::: Data shown :::
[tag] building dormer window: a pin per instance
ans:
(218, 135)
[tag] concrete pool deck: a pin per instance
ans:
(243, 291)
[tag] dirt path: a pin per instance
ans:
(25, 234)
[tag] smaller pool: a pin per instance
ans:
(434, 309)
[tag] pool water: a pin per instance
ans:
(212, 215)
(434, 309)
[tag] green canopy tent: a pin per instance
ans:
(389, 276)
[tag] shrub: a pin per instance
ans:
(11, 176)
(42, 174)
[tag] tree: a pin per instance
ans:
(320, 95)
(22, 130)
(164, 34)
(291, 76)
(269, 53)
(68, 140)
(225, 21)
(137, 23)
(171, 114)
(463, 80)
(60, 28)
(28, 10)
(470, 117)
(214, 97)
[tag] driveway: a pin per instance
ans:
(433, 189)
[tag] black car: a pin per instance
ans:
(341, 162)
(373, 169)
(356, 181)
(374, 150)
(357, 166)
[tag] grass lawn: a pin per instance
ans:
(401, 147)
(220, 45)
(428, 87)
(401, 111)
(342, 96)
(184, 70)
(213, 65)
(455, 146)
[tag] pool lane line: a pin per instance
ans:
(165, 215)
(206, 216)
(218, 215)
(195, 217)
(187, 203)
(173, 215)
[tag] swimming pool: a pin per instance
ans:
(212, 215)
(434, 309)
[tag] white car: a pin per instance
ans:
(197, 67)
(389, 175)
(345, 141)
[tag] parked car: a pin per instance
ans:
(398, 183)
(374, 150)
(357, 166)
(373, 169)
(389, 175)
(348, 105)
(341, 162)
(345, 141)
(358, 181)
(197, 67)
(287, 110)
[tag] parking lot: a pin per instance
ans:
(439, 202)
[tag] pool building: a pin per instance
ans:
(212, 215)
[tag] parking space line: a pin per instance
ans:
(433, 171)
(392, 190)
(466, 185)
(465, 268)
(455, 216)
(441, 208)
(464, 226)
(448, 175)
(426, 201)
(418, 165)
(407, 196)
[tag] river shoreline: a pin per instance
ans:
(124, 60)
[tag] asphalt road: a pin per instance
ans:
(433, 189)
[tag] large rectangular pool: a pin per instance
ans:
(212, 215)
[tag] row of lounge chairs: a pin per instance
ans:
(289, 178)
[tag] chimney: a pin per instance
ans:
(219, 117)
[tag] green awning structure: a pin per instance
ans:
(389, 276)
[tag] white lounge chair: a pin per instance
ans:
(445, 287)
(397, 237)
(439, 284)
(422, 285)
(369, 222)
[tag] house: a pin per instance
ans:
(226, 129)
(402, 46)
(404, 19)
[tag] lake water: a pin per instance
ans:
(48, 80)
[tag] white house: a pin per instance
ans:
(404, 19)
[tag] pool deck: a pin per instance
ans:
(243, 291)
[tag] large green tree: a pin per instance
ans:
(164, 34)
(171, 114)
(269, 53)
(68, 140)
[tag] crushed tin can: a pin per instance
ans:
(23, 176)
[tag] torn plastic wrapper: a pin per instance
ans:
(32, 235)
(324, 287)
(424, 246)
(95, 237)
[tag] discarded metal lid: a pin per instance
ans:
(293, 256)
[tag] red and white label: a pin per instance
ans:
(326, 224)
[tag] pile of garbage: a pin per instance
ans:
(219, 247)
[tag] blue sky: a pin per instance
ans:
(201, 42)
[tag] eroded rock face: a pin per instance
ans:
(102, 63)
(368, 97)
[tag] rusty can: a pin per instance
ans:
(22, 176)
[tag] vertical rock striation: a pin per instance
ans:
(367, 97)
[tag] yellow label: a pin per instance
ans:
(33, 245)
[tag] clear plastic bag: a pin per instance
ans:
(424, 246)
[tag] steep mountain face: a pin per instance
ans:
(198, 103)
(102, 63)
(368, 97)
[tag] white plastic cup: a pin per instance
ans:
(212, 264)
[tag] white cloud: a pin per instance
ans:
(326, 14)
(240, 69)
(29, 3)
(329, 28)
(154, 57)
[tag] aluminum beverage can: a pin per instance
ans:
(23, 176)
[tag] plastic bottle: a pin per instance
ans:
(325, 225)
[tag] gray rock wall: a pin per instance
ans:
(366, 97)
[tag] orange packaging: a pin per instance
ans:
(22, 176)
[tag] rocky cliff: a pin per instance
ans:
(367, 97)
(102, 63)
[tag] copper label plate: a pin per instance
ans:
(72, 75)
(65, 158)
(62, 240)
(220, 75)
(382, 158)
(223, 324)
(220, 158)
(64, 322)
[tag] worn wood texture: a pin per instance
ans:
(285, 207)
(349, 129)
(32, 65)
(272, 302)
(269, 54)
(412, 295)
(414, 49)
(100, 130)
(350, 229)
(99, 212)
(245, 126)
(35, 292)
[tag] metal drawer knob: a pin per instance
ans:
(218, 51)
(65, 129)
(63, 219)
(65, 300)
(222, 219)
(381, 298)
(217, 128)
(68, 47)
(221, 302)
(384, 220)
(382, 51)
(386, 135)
:::
→ Task description
With both ends included, please retype exactly the lines from the line containing "[tag] vertical rock" to the final line of the data.

→ Answer to the exercise
[tag] vertical rock striation: a pin per instance
ans:
(367, 97)
[tag] yellow label: a pin per instance
ans:
(33, 245)
[tag] clear plastic bag: a pin per instance
ans:
(424, 246)
[tag] steep mountain face: a pin per instance
ans:
(198, 103)
(102, 63)
(368, 97)
[tag] white plastic cup: a pin per instance
ans:
(212, 264)
[tag] white cloud: a pin per instance
ans:
(326, 14)
(240, 69)
(29, 3)
(329, 28)
(154, 57)
[tag] aluminum beverage can: a pin per instance
ans:
(23, 176)
[tag] plastic bottle: a pin per instance
ans:
(325, 225)
[tag] gray rock wall: a pin per instance
ans:
(366, 97)
[tag] orange packaging: a pin per instance
ans:
(22, 176)
[tag] rocky cliff: a pin per instance
ans:
(367, 97)
(102, 63)
[tag] copper label plate: a pin per instance
ans:
(72, 75)
(65, 158)
(62, 240)
(220, 75)
(382, 158)
(223, 324)
(220, 158)
(64, 322)
[tag] worn wood texture: a pin per instance
ans:
(285, 207)
(349, 129)
(32, 65)
(272, 302)
(269, 54)
(412, 295)
(414, 49)
(100, 130)
(350, 229)
(99, 212)
(245, 126)
(35, 292)
[tag] metal drawer knob: a pin per instance
ans:
(218, 51)
(65, 129)
(63, 219)
(65, 300)
(222, 219)
(381, 298)
(217, 128)
(68, 47)
(221, 302)
(384, 220)
(382, 51)
(386, 135)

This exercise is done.